Your instructions = In the records below, find the line containing "white dress, each"; give it again exactly, along with every line that follows, and nothing else.

Position identification records
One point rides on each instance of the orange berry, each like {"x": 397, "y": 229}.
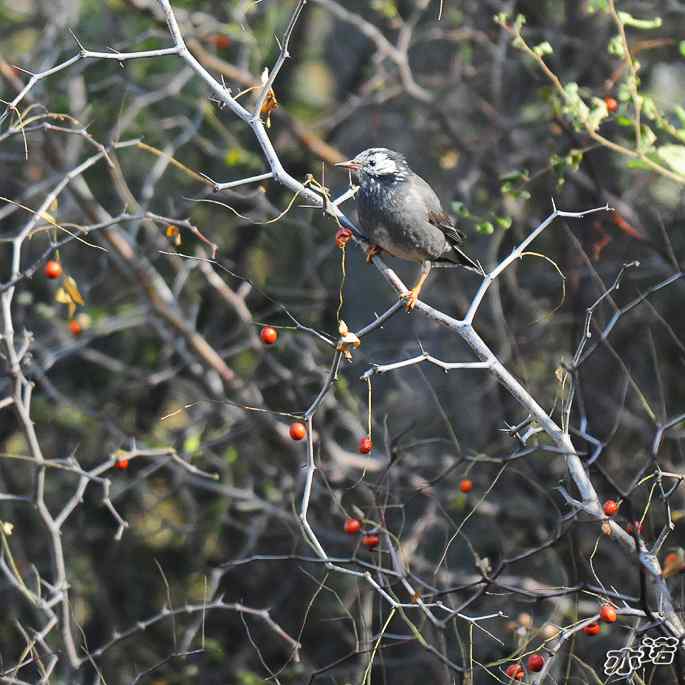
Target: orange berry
{"x": 592, "y": 629}
{"x": 297, "y": 430}
{"x": 268, "y": 335}
{"x": 52, "y": 269}
{"x": 515, "y": 672}
{"x": 352, "y": 526}
{"x": 535, "y": 662}
{"x": 219, "y": 40}
{"x": 607, "y": 613}
{"x": 371, "y": 541}
{"x": 610, "y": 507}
{"x": 342, "y": 237}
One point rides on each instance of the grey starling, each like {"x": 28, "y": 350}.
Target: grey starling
{"x": 401, "y": 214}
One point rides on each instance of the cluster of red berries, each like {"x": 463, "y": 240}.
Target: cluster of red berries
{"x": 610, "y": 508}
{"x": 607, "y": 613}
{"x": 353, "y": 526}
{"x": 269, "y": 335}
{"x": 535, "y": 664}
{"x": 53, "y": 271}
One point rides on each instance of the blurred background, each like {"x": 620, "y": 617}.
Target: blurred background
{"x": 479, "y": 119}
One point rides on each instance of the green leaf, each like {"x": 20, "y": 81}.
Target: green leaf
{"x": 638, "y": 164}
{"x": 680, "y": 113}
{"x": 615, "y": 47}
{"x": 597, "y": 6}
{"x": 647, "y": 138}
{"x": 674, "y": 156}
{"x": 460, "y": 209}
{"x": 574, "y": 107}
{"x": 543, "y": 49}
{"x": 643, "y": 24}
{"x": 598, "y": 113}
{"x": 649, "y": 108}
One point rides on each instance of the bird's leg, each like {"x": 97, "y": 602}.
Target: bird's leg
{"x": 413, "y": 295}
{"x": 372, "y": 251}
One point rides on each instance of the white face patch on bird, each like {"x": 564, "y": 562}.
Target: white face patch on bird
{"x": 378, "y": 163}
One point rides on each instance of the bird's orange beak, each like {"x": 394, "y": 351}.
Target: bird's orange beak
{"x": 350, "y": 165}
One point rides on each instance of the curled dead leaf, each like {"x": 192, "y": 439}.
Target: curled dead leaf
{"x": 347, "y": 342}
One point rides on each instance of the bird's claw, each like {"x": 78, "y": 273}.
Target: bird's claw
{"x": 371, "y": 252}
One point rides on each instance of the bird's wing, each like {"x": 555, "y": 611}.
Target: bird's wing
{"x": 446, "y": 225}
{"x": 437, "y": 216}
{"x": 440, "y": 219}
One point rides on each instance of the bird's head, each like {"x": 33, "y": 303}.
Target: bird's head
{"x": 377, "y": 164}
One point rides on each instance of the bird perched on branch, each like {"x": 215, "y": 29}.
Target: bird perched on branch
{"x": 402, "y": 215}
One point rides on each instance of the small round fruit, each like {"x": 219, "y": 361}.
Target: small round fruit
{"x": 515, "y": 671}
{"x": 342, "y": 237}
{"x": 610, "y": 507}
{"x": 611, "y": 103}
{"x": 371, "y": 541}
{"x": 220, "y": 41}
{"x": 297, "y": 430}
{"x": 268, "y": 335}
{"x": 352, "y": 526}
{"x": 536, "y": 662}
{"x": 592, "y": 629}
{"x": 365, "y": 445}
{"x": 52, "y": 269}
{"x": 607, "y": 613}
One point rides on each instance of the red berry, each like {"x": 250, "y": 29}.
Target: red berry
{"x": 342, "y": 237}
{"x": 592, "y": 629}
{"x": 515, "y": 671}
{"x": 352, "y": 526}
{"x": 371, "y": 541}
{"x": 610, "y": 507}
{"x": 52, "y": 269}
{"x": 297, "y": 430}
{"x": 365, "y": 445}
{"x": 219, "y": 40}
{"x": 535, "y": 662}
{"x": 607, "y": 613}
{"x": 268, "y": 335}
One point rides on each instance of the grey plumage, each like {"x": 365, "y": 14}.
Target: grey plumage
{"x": 401, "y": 214}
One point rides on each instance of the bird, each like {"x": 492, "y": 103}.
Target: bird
{"x": 402, "y": 215}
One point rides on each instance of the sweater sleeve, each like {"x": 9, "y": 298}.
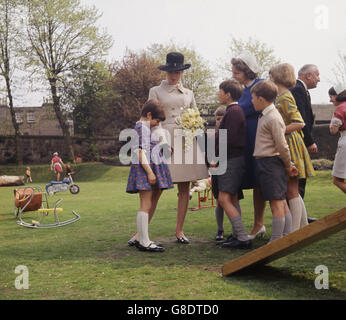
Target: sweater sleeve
{"x": 278, "y": 132}
{"x": 300, "y": 98}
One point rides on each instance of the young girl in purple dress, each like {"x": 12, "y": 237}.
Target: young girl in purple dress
{"x": 149, "y": 174}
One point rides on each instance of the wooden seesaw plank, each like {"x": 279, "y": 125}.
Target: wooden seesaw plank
{"x": 311, "y": 233}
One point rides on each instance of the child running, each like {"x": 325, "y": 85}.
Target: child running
{"x": 149, "y": 174}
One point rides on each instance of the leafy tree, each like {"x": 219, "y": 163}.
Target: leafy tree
{"x": 132, "y": 78}
{"x": 62, "y": 35}
{"x": 88, "y": 92}
{"x": 264, "y": 54}
{"x": 10, "y": 35}
{"x": 200, "y": 78}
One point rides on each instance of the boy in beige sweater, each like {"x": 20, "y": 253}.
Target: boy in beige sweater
{"x": 273, "y": 160}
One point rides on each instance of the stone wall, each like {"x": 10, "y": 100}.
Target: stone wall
{"x": 38, "y": 149}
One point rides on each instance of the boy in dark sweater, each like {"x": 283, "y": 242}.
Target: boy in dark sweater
{"x": 229, "y": 183}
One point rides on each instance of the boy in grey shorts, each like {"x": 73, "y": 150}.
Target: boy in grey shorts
{"x": 228, "y": 184}
{"x": 273, "y": 159}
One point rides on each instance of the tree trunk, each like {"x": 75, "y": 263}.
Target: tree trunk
{"x": 62, "y": 122}
{"x": 17, "y": 134}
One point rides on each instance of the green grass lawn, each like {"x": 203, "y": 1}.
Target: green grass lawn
{"x": 90, "y": 259}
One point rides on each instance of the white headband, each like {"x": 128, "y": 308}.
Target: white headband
{"x": 340, "y": 87}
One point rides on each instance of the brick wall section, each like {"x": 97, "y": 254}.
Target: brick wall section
{"x": 39, "y": 149}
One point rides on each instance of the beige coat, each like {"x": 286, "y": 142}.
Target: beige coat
{"x": 174, "y": 99}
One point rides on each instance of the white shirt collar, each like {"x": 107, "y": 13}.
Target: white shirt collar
{"x": 172, "y": 87}
{"x": 306, "y": 88}
{"x": 268, "y": 109}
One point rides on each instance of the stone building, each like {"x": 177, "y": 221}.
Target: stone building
{"x": 33, "y": 121}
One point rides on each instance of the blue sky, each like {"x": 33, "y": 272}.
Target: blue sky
{"x": 299, "y": 31}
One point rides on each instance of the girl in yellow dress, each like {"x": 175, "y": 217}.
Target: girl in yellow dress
{"x": 284, "y": 77}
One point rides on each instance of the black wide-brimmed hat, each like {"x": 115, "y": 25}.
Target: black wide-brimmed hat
{"x": 174, "y": 62}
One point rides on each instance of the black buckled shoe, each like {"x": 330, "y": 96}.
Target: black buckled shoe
{"x": 228, "y": 239}
{"x": 237, "y": 244}
{"x": 219, "y": 236}
{"x": 152, "y": 247}
{"x": 132, "y": 242}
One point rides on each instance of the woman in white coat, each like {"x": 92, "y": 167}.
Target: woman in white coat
{"x": 175, "y": 98}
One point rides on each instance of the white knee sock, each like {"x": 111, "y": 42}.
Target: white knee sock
{"x": 278, "y": 226}
{"x": 142, "y": 228}
{"x": 304, "y": 219}
{"x": 288, "y": 224}
{"x": 296, "y": 212}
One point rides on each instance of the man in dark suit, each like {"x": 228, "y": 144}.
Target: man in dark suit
{"x": 308, "y": 78}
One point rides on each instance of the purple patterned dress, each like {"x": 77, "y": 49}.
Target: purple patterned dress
{"x": 138, "y": 179}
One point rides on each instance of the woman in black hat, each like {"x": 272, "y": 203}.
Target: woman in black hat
{"x": 175, "y": 98}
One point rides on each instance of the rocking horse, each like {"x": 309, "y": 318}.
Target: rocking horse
{"x": 34, "y": 199}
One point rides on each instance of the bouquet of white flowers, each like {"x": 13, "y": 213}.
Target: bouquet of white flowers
{"x": 191, "y": 122}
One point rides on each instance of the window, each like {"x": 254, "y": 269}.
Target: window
{"x": 30, "y": 117}
{"x": 19, "y": 117}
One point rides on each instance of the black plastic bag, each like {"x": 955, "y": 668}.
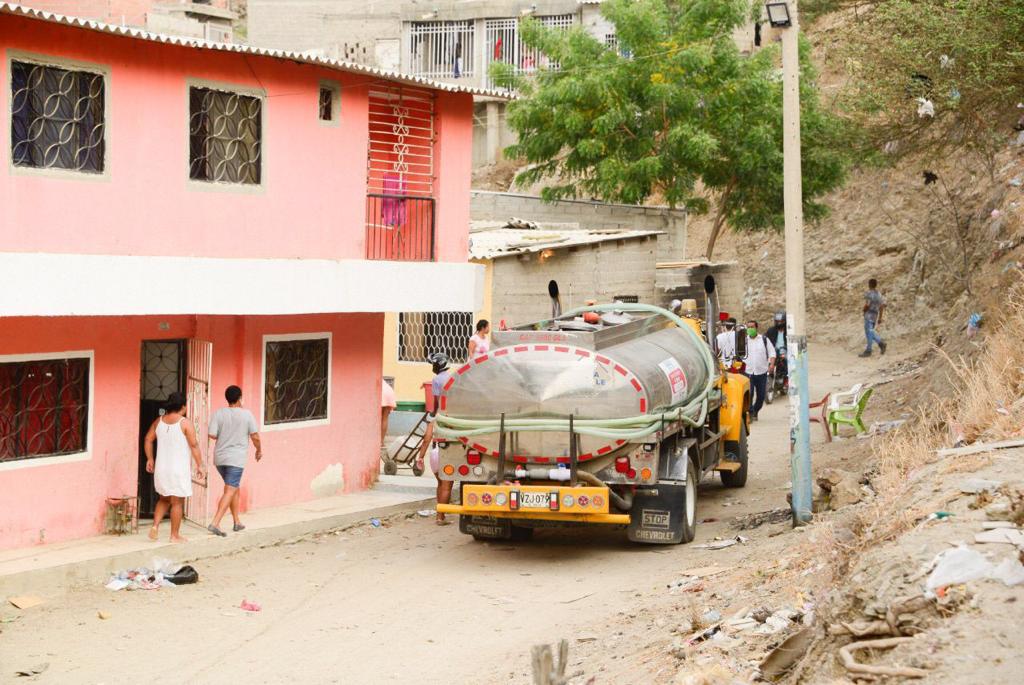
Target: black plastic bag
{"x": 185, "y": 575}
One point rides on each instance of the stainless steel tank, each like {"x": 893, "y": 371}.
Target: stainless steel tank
{"x": 549, "y": 370}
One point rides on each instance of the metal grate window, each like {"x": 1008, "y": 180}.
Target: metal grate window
{"x": 224, "y": 136}
{"x": 295, "y": 385}
{"x": 57, "y": 118}
{"x": 422, "y": 334}
{"x": 44, "y": 408}
{"x": 505, "y": 45}
{"x": 441, "y": 49}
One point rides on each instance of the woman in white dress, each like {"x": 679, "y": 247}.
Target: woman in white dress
{"x": 176, "y": 441}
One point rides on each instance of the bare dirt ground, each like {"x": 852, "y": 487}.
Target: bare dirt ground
{"x": 413, "y": 602}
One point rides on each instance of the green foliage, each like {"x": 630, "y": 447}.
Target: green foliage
{"x": 684, "y": 116}
{"x": 964, "y": 56}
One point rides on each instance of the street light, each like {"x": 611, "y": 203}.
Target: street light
{"x": 780, "y": 14}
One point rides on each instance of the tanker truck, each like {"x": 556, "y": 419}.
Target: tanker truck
{"x": 608, "y": 415}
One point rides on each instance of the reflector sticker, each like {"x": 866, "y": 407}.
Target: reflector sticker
{"x": 677, "y": 379}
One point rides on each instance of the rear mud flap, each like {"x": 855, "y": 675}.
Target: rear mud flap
{"x": 658, "y": 514}
{"x": 485, "y": 526}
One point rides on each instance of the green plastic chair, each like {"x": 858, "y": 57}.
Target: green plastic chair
{"x": 851, "y": 415}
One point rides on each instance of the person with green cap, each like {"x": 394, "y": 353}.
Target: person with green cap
{"x": 760, "y": 362}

Solution for this task =
One point rides on each instance of the woman in white dress, each like {"x": 679, "y": 247}.
Target: woman in white dress
{"x": 176, "y": 441}
One point rides on each instance of the bare dirt ground, each like {"x": 852, "y": 487}.
Target: bare dirt ground
{"x": 413, "y": 602}
One point rides on each instance of the green foliage, each like {"x": 630, "y": 447}.
Target: green foliage
{"x": 684, "y": 116}
{"x": 964, "y": 56}
One point rides on each instance of the street light, each like {"x": 611, "y": 203}.
Target: street light
{"x": 780, "y": 14}
One point rides on each instance of the tanker truck, each like {"x": 556, "y": 419}.
Target: tanker truck
{"x": 608, "y": 415}
One point rides on each instance of the reflector sticker, each like {"x": 866, "y": 407}.
Target: reflector sticker
{"x": 677, "y": 379}
One point rides on each instance of the rear mud flap, each like {"x": 855, "y": 675}.
Target: rear mud flap
{"x": 658, "y": 514}
{"x": 485, "y": 526}
One point rides on each instance of the green plastic chair, each like {"x": 858, "y": 57}.
Target: green plastic chair
{"x": 851, "y": 415}
One point rides on each instance of the person with green cap, each like {"x": 394, "y": 353}.
Target: person with green cap
{"x": 760, "y": 362}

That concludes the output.